WORK TO COMPLETE. Reproduce the lines of the material from the line containing "Can you find the weathered" up to and including the line containing "[[345, 576], [126, 633]]", word for word.

[Excerpts of pointing data]
## BEGIN

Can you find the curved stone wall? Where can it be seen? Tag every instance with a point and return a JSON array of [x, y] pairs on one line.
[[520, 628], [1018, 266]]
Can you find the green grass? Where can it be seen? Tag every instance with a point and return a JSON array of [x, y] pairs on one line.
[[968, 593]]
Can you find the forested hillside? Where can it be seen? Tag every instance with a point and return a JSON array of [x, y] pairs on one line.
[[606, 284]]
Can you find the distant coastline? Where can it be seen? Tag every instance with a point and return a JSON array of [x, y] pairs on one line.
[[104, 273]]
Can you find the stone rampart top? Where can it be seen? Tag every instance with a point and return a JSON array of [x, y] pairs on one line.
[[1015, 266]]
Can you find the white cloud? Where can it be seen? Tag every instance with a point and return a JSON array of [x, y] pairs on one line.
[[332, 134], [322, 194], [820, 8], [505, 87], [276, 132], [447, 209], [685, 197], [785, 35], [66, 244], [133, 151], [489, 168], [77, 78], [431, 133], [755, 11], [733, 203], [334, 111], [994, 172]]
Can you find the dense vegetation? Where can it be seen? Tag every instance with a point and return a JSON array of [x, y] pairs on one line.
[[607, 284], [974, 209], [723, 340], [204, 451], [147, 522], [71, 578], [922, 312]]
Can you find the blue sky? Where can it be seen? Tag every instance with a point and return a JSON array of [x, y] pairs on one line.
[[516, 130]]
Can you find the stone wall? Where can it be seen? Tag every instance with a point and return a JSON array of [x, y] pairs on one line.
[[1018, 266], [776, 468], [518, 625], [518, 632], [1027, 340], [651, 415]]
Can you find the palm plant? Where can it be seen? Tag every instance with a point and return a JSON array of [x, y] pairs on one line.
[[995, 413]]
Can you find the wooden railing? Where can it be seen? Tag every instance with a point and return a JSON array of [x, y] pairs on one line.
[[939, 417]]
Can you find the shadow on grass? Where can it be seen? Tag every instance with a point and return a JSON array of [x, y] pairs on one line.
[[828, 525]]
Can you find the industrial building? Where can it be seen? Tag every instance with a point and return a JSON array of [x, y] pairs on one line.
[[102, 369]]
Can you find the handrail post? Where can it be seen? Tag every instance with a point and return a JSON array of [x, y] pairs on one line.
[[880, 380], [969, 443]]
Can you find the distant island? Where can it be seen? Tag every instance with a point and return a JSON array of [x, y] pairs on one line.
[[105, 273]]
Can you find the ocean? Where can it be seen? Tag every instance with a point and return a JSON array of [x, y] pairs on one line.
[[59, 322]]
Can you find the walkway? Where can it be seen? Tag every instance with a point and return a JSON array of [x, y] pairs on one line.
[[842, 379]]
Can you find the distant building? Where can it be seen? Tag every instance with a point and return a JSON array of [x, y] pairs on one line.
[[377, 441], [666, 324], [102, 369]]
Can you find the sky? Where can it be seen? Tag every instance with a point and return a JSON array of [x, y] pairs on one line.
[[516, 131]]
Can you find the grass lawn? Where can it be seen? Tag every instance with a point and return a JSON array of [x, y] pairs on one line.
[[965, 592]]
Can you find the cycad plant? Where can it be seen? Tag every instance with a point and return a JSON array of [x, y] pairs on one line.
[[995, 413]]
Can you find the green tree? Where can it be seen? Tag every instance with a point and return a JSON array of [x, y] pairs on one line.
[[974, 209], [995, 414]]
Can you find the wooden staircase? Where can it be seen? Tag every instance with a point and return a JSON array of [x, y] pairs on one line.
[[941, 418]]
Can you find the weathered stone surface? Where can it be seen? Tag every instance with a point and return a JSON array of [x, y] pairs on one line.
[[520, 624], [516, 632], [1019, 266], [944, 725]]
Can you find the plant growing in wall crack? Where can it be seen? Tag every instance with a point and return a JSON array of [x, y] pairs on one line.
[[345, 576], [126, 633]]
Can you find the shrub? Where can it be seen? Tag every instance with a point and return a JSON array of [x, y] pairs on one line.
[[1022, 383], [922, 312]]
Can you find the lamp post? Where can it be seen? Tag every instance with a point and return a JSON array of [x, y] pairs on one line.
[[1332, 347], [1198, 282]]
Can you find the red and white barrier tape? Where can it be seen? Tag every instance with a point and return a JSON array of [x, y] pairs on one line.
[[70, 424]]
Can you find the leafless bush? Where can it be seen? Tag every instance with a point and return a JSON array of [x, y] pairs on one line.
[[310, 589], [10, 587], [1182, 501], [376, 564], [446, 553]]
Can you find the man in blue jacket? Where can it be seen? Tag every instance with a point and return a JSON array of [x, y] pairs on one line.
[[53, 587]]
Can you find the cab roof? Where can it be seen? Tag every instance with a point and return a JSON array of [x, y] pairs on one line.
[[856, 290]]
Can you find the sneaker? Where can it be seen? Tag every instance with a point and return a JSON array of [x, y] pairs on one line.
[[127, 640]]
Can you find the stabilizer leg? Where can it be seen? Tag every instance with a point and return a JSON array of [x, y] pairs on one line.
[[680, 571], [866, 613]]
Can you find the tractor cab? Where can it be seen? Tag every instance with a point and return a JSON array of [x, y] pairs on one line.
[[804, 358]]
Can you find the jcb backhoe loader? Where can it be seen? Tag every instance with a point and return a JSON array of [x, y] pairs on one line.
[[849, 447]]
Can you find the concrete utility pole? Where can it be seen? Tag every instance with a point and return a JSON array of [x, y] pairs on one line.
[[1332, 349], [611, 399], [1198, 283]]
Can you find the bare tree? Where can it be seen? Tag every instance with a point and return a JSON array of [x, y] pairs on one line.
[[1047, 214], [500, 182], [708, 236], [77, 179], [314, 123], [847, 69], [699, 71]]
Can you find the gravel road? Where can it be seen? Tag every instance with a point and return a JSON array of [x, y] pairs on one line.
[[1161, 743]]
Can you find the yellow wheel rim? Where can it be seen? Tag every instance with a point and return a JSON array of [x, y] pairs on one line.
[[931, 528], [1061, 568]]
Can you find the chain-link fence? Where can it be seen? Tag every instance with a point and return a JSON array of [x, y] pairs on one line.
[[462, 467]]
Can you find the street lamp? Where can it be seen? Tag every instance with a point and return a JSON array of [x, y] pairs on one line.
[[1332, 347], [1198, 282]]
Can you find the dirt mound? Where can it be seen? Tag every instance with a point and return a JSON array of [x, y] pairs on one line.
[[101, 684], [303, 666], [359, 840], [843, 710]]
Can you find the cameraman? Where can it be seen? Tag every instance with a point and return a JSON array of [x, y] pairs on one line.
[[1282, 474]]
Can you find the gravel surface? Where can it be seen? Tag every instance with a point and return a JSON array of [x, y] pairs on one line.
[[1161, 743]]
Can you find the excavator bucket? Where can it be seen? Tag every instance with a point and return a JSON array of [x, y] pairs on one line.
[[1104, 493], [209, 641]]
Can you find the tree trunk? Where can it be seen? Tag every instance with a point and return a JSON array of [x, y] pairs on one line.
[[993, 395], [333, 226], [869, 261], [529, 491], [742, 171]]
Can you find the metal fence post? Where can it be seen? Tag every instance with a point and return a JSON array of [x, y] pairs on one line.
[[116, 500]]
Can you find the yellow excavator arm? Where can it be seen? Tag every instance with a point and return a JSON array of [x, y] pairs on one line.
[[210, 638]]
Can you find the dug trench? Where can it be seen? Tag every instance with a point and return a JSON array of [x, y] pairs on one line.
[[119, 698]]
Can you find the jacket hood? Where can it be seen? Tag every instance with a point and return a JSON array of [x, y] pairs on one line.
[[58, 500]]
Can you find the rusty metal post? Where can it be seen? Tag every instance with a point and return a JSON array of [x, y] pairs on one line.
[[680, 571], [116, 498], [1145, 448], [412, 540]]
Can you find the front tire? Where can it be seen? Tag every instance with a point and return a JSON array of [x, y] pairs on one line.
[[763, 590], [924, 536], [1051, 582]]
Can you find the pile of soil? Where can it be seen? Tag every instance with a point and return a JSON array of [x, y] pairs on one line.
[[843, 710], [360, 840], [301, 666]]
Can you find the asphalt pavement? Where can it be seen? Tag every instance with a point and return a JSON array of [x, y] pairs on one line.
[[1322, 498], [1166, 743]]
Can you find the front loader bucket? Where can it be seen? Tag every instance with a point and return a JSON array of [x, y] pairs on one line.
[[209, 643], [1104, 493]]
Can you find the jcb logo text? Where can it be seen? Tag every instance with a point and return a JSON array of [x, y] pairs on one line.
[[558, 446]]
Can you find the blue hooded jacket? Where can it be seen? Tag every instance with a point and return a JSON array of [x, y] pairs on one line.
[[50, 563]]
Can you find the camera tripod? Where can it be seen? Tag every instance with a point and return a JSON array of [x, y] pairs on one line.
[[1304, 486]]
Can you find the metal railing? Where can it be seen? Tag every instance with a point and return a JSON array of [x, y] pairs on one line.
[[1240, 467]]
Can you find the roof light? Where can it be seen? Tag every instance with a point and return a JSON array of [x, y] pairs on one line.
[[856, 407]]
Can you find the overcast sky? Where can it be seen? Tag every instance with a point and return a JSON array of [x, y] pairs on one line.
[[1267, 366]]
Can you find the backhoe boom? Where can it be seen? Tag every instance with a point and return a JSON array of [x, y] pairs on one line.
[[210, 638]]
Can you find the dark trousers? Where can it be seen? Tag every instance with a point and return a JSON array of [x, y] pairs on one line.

## END

SOLUTION FOR THIS EXERCISE.
Can you find the weathered stone surface? Where can it be seen? Tag every instance with a point and return a JSON array of [x, y] pairs on one line.
[[520, 624], [516, 632], [1019, 266], [944, 725]]
Can you find the plant growing in wall crack? Where can it be seen? Tag every instance with a point and return a JSON array of [x, y] pairs on one line.
[[345, 576], [126, 633]]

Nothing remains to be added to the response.